◆ **Actions to take**
1. In the news story about the Cal Poly COVID-19 protest, what share of faculty survey respondents did not approve of the administration's response to COVID during this quarter?
2. Write the next part of the news story about the Cal Poly COVID-19 protest, picking up after its final sentence.

◆ **Passage provided**
Some Cal Poly students are protesting after what they say was an inadequate response to a petition that circulated earlier this month.
The Poly Protest event was created on a Cal Poly complaints website run by students.
The website, which is not affiliated with the university, states that a petition concerning the lack of COVID-19 safety measures this quarter did not receive an adequate response from the university.
So students planned a walk out or sick out, encouraging students to email their professors and President Jeffrey Armstrong saying they will not be attending class out of respect for other members of the campus community. The website also encourages students to not spend money at university stores.
Cal Poly administrators say they were not aware of the sick out and don’t know how attendance compared to other days because they do not track attendance broadly.
Most of the Cal Poly students we spoke to say they know little to nothing about the walk-out and they feel relatively safe on campus.
"I feel personally pretty safe," said Cal Poly Student, Phillip Way.
"Um yeah I'd say so," said Cal Poly Student, Ashley Homuth.
"Overall, I feel like the campus has done a pretty good job of making sure everyone is getting tested," said Cal Poly Student, Miles McGrath.
"I think they have done a pretty decent job," said Cal Poly Student, Dean Hill.
"I feel like they've been doing a pretty good job," said Cal Poly Student, Samuel Christy. "The facilities to do online learning are there, so I think it's important that we use that and accommodate students that can't be in class, in-person."
On Tuesday the local chapter of the California Faculty Association released the results of a survey that shows many Cal Poly faculty members feel unsafe teaching in-person classes. The results also show faculty members disapprove of President Jeffrey Armstrong's COVID-19 response.
Survey results show more than 84 percent of respondents who chose on their own to hold classes virtually cited concerns about COVID-19 spreading on campus while more than 75 percent said they chose virtual instruction in order to accommodate students who could not attend class in-person.
The survey results also show more than two-thirds of faculty respondents do not approve of Cal Poly administration's response to COVID during this quarter.

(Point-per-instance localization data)
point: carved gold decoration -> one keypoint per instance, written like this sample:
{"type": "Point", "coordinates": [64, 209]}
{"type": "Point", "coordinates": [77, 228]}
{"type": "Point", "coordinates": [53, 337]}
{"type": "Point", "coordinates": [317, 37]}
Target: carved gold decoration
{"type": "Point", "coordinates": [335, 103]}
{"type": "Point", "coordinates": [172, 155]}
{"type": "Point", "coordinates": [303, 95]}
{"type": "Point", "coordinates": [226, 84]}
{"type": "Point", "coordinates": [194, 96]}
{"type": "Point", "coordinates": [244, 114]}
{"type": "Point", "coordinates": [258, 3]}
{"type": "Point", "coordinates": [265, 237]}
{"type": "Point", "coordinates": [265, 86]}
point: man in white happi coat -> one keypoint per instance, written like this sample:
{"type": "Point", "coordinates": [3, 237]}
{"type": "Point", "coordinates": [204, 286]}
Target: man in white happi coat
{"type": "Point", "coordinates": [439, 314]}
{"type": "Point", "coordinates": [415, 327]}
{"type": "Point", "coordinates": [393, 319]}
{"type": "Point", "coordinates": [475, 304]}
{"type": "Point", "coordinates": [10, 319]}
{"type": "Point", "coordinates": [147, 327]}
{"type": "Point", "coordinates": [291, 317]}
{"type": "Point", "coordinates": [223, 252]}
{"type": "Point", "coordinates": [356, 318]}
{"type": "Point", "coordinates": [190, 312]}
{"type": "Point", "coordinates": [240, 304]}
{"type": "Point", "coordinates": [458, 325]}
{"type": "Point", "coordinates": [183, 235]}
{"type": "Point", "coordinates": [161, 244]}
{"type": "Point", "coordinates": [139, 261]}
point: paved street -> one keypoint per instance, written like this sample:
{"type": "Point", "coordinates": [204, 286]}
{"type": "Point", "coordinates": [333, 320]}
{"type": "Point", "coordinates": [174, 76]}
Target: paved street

---

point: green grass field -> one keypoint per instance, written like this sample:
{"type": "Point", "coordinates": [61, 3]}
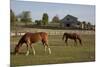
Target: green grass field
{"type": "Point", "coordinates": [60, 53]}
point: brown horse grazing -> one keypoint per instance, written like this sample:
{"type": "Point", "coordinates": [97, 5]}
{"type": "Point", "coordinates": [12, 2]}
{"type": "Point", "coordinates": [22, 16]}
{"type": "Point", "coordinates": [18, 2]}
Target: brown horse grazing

◆ **Answers for each item**
1. More than two-thirds

2.
The petition signed by more than 3,700 campus community members found that many believe the current COVID-19 outbreak was preventable. Cal Poly is one of the only California state universities to start this term in-person. Cal Poly did not require students to provide a negative COVID test before returning to campus or attending in-person classes at the start of the winter 2022 quarter.
Cal Poly addressed the concerns.
"Virtual classes are not stopping the spread of Omicron at other universities. Being virtual also delays the inevitable testing required to identify and separate those who are infected from those who are not — and delays in confronting that difficult task leads to more spread," said Matt Lazier, Cal Poly State University Media Relations Director.
"Faced with the ever-evolving circumstances of the pandemic, the university has been forced to make a series of difficult decisions, all of which come with risks and potential consequences... The university has comprehensive plans in place to address the pandemic and the Omicron surge. Those plans are being carried out, and they are working," Lazier continued.
President Armstrong sent an email to the campus community last week addressing some of the concerns that have come up during the first month of the winter quarter. He says there is no perfect solution to many of the problems they are facing during the ongoing pandemic, but providing the best education possible remains a top priority.
In that email President Armstrong also addressed the isolation of students at off campus facilities, saying having both on- and off-campus isolation sites has always been a part of their plan and has been endorsed by our county public health officer and infectious disease experts.